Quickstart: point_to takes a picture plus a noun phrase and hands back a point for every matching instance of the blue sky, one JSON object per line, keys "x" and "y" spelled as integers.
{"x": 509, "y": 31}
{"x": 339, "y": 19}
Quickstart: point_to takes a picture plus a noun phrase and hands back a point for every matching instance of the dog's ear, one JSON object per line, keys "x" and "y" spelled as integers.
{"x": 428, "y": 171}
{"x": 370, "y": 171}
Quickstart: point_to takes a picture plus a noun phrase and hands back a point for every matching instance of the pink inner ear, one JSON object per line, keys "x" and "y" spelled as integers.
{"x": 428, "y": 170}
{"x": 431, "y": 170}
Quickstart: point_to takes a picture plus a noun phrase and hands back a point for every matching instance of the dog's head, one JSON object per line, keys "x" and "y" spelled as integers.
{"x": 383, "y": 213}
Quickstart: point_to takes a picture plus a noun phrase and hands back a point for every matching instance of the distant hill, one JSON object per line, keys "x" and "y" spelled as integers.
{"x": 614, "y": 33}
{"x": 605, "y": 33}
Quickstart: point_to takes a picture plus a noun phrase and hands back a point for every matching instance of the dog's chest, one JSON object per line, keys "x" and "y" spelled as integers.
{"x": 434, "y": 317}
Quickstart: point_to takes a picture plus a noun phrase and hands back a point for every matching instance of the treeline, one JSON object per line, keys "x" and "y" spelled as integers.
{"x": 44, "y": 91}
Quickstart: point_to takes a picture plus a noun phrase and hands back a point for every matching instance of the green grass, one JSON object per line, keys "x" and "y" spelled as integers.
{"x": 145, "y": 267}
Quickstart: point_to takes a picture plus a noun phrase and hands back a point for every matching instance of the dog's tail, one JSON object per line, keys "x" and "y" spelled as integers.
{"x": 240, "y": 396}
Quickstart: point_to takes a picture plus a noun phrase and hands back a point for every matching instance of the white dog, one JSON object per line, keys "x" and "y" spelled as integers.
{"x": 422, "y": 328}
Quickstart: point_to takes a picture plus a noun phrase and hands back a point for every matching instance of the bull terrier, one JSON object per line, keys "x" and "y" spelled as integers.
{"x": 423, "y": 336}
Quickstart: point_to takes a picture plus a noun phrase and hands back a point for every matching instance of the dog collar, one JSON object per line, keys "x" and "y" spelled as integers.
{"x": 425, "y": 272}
• • • • • • •
▶ [Exercise goal]
Output the whole listing again, keeping every line identical.

▶ [Your response]
Quickstart: point_to takes a picture plus a noun phrase and hands back a point for every matching instance of the blue sky, one JSON object per line, keys "x" and "y" spelled as integers.
{"x": 509, "y": 31}
{"x": 339, "y": 19}
Quickstart: point_to takes a picture plus a noun phrase and hands back a point for every matching instance of the dog's ear, one JSON object per line, keys "x" and "y" spelled as integers.
{"x": 428, "y": 171}
{"x": 370, "y": 171}
Quickstart: point_to takes a picture plus a noun phrase and hands back a point for every matching instance of the pink inner ear, one JSON object per line, keys "x" and "y" spelled as integers.
{"x": 428, "y": 170}
{"x": 431, "y": 170}
Quickstart: point_to takes a picture plus a noun phrase and hands back a point for every matching instance of the dog's head, one JSON object per line, keys "x" and "y" spelled as integers.
{"x": 383, "y": 213}
Quickstart: point_to takes a picture plus a noun phrase and hands back a point for every matching instance of the distant hill, one JSON object per line, keys "x" and "y" spelled as integers.
{"x": 614, "y": 33}
{"x": 605, "y": 33}
Quickstart: point_to takes a picture plus a noun phrase and hands back a point for every matching instance of the dog's chest, one JSON object per line, keys "x" and "y" spelled as integers.
{"x": 434, "y": 317}
Quickstart: point_to takes a picture plus a noun phrase and hands back a point for every matching instance of the treeline, one JSON object per line, keys "x" and "y" spelled as integers.
{"x": 44, "y": 91}
Quickstart: point_to takes a picture plus a noun phrase and hands back a point for every matching instance of the green grass, one JSON object per line, keys "x" and "y" spelled as integers.
{"x": 145, "y": 267}
Quickstart: point_to takes a picture plus a noun phrase and hands back a point for every matching instance of the dog's tail, one JSON object per line, keys "x" and "y" spelled as integers.
{"x": 240, "y": 396}
Quickstart: point_to takes a picture plus a noun phrase and hands back a point for every matching instance of the white dog, one JSON object per line, keys "x" and "y" spelled as integers.
{"x": 422, "y": 328}
Quickstart: point_to takes a picture plus a noun phrase and hands back a point for every matching instance of the bull terrier, one JSON object per line, keys "x" and "y" spelled as integers.
{"x": 423, "y": 336}
Quickstart: point_to takes a picture plus a noun phrase and hands back a point for every matching instance of the dog collar, one JSON object per line, keys "x" and "y" spelled as integers.
{"x": 425, "y": 272}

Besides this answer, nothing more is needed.